• [Directives]
A - In two sentences, what does the article on an author's call to Nigerians about corruption say?
B - Answer these questions from the article on an author's call to Nigerians about corruption:
(i) What is the title of the book the author presented?
(ii) What did he say Nigeria's problem is, instead of ethnicity or tribalism?
(iii) What did Debo Adeniran call for?
C - Reproduce the passage of the article on an author's call to Nigerians about corruption, starting at "He said the" and ending at "shadow of tribalism.".

“Author challenges Nigerians on corruption”
From Abdullateef Aliyu, Lagos
An author, Sunday Emmanuel Abbah, has challenged Nigerians to shun corrupt tendencies in their individual lives and support the anti-corruption drive of President Muhammadu Buhari.
Mr, Abbah, a Lagos-based writer and public commentator made the call at the presentation of his book titled, “Buhari and the Challenge of Governing a People United by Corruption”.
According to the author, the book was his reflection on issues bothering on the war against corruption being fought by the current administration.
He said the problem of Nigeria was not ethnicity or tribalism but selfishness and tendency to aggrandize wealth by individuals, noting that Nigerians are united by corruption and hiding under the shadow of tribalism.
“For instance all the people in the National Assembly are not representing us but only fighting for their selfish agenda. Our problem is not Hausa, Igbo, Yoruba or Igala man, tribalism is just a talk on the lips,” he said.
He said unless Nigerians changed their orientation and began to ostracize their kinsmen who are found to be corrupt, the war against corruption would continue to be a mirage.
Executive Chairman of Centre for Anti-Corruption and Open Leadership (CACOL), Mr. Debo Adeniran called for a state policy and the individual resolve to stamp out corruption.

• [Provided data]
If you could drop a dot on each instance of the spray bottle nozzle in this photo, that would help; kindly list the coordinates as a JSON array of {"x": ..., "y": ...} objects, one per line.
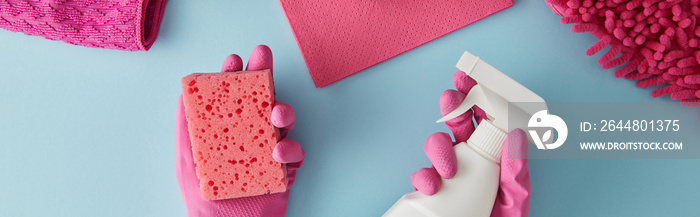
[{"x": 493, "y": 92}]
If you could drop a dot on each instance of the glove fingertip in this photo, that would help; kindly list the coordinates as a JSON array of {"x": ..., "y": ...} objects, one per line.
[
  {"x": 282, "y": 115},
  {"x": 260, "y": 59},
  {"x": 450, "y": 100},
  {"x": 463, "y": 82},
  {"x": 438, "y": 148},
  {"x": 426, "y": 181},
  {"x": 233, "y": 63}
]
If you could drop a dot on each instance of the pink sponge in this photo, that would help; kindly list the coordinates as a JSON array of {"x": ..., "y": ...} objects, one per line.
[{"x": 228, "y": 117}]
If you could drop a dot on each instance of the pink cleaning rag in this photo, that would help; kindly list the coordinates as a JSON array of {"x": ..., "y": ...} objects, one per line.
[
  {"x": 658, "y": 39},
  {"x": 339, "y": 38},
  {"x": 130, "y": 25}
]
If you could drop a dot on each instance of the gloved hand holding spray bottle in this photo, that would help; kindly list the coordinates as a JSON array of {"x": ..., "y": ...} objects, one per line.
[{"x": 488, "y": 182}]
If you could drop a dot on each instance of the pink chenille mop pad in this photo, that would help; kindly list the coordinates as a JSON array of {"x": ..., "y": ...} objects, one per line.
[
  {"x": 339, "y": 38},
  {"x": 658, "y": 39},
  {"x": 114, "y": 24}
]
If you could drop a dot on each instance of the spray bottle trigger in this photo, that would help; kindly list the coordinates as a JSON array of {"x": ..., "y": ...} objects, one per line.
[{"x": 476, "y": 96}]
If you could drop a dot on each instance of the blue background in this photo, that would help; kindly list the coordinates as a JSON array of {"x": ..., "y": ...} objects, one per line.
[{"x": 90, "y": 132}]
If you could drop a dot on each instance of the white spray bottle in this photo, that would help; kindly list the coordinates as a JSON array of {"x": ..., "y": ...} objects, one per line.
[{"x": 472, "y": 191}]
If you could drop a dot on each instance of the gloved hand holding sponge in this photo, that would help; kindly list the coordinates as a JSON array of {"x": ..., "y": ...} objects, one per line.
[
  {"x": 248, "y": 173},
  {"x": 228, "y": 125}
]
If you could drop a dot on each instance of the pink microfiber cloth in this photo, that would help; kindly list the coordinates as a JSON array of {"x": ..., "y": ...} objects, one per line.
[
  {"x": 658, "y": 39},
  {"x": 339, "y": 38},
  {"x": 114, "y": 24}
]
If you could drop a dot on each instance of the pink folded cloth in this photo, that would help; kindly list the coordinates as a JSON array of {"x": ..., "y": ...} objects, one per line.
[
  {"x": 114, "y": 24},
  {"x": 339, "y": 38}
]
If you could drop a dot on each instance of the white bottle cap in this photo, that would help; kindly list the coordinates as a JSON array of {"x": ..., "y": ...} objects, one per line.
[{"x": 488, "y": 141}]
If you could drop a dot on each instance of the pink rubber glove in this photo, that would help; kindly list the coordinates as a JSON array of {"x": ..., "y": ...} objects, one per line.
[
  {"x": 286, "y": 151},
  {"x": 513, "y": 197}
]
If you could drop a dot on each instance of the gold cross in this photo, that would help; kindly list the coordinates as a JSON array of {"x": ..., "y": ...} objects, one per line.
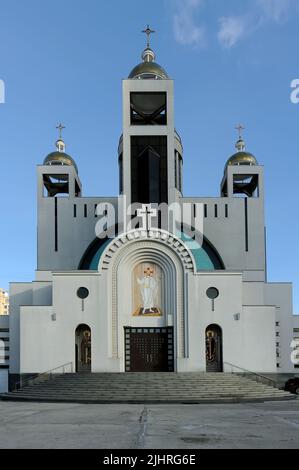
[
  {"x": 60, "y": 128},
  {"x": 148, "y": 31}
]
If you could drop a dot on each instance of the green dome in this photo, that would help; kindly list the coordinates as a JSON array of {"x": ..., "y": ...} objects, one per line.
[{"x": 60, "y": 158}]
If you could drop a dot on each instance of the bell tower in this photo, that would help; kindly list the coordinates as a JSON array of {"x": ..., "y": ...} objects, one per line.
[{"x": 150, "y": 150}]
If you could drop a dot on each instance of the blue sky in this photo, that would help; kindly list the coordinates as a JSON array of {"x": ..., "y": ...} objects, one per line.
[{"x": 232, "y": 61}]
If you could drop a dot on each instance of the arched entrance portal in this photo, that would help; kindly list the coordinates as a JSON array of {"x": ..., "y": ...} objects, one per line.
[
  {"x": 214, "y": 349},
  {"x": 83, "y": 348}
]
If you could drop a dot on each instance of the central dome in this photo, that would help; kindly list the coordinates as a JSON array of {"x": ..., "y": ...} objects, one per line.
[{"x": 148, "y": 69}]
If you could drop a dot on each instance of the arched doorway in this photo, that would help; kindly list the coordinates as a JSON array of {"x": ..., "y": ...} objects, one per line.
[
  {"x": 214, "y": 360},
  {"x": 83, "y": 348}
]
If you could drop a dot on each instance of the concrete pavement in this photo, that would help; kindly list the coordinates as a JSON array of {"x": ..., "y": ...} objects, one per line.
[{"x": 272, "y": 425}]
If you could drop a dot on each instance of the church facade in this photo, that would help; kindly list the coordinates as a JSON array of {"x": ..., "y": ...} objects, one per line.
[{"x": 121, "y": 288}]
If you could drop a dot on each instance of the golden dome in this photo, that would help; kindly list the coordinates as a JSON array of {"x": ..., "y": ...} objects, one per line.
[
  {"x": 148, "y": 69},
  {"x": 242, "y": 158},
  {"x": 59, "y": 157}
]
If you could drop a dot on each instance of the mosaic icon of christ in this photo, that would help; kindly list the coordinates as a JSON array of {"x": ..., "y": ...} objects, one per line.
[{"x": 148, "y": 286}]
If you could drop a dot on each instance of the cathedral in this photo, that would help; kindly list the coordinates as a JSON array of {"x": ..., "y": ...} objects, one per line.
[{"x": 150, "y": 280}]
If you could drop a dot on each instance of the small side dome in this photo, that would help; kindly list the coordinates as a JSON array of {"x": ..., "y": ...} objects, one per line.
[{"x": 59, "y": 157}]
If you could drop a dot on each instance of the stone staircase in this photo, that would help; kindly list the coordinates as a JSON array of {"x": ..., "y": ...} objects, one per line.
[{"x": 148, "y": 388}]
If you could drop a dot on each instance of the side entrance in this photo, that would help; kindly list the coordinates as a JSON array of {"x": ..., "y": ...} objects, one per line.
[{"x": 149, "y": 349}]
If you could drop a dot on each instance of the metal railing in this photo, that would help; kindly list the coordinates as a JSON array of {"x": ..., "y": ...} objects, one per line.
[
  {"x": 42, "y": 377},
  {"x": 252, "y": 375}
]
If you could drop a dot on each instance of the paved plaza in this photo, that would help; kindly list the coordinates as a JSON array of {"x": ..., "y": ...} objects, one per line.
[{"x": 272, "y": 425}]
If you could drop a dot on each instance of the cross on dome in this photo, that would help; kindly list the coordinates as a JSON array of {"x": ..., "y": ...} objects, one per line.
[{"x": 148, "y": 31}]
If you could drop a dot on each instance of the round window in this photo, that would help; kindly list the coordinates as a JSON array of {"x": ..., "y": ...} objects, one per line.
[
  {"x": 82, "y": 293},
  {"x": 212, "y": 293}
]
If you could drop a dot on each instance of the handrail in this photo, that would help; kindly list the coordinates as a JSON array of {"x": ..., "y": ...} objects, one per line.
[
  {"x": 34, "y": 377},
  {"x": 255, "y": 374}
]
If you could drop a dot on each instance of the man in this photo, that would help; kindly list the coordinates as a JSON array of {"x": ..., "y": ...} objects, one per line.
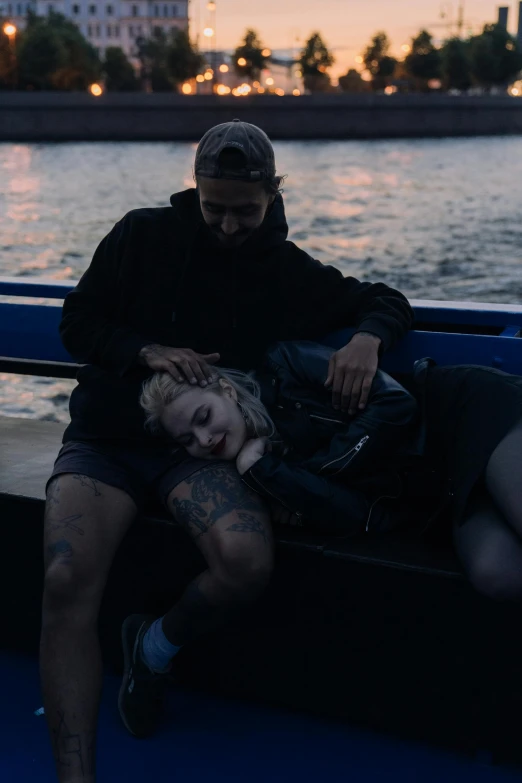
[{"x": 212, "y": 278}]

==

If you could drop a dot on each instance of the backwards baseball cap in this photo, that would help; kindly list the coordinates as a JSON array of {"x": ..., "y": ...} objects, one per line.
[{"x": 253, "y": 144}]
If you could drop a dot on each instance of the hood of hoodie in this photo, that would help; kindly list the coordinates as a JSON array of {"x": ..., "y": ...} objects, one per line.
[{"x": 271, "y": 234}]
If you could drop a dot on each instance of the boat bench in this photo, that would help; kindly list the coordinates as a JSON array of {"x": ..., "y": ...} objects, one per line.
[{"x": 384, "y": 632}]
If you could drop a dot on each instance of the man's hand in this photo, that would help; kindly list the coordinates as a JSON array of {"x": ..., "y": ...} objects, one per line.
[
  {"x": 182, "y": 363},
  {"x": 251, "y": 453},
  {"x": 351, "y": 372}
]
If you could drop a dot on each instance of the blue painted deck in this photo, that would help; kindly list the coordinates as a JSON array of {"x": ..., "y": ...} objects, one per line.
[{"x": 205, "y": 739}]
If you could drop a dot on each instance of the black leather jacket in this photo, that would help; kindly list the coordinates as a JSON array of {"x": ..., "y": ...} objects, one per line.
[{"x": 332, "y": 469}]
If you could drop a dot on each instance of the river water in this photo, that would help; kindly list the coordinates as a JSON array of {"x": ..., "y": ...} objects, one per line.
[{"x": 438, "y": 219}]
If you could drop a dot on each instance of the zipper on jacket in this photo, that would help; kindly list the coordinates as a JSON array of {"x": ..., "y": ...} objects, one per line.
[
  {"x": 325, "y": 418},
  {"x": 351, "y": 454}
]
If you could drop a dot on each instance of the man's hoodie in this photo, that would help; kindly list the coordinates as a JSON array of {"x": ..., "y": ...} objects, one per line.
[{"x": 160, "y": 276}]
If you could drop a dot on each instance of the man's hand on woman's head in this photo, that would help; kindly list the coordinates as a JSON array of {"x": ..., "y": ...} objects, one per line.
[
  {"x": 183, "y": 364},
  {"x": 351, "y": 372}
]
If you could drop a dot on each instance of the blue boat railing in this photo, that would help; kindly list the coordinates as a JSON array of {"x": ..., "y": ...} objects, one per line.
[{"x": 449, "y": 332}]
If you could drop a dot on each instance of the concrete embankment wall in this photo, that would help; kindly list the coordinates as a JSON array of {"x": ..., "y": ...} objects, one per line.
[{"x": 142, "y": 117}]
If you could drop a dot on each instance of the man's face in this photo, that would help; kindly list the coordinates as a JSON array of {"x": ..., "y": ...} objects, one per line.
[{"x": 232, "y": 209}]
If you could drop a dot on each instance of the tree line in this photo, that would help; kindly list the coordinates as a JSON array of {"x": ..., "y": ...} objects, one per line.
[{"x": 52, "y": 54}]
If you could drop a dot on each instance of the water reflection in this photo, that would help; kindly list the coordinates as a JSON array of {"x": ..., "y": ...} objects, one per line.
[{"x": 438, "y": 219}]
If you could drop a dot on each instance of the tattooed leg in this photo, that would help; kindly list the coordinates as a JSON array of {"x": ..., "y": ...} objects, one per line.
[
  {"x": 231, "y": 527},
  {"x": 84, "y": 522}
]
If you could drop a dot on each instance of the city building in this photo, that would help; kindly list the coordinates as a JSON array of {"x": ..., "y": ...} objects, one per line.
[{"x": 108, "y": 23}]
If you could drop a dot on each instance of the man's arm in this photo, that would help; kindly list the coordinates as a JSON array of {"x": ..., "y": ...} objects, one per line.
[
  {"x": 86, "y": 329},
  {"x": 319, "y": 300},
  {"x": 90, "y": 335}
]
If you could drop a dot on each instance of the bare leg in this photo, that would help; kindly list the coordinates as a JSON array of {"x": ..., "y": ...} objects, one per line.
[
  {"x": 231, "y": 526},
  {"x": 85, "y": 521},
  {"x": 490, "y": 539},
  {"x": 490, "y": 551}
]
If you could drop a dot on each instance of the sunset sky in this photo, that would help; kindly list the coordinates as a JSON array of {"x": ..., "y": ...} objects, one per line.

...

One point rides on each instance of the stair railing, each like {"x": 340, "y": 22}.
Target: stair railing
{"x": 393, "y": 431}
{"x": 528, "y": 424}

• [Results]
A - At the presentation of his book "Buhari and the Challenge of Governing a People United by Corruption," Lagos-based writer Sunday Emmanuel Abbah urged Nigerians to shun corrupt tendencies and support President Muhammadu Buhari's anti-corruption drive. He argued that Nigeria's problem is selfishness and the urge to amass wealth rather than tribalism, and said the war against corruption would remain a mirage unless Nigerians ostracize corrupt kinsmen.

B -
(i) "Buhari and the Challenge of Governing a People United by Corruption"
(ii) Selfishness and individuals' tendency to aggrandize wealth.
(iii) A state policy and individual resolve to stamp out corruption.

C -
He said the problem of Nigeria was not ethnicity or tribalism but selfishness and tendency to aggrandize wealth by individuals, noting that Nigerians are united by corruption and hiding under the shadow of tribalism.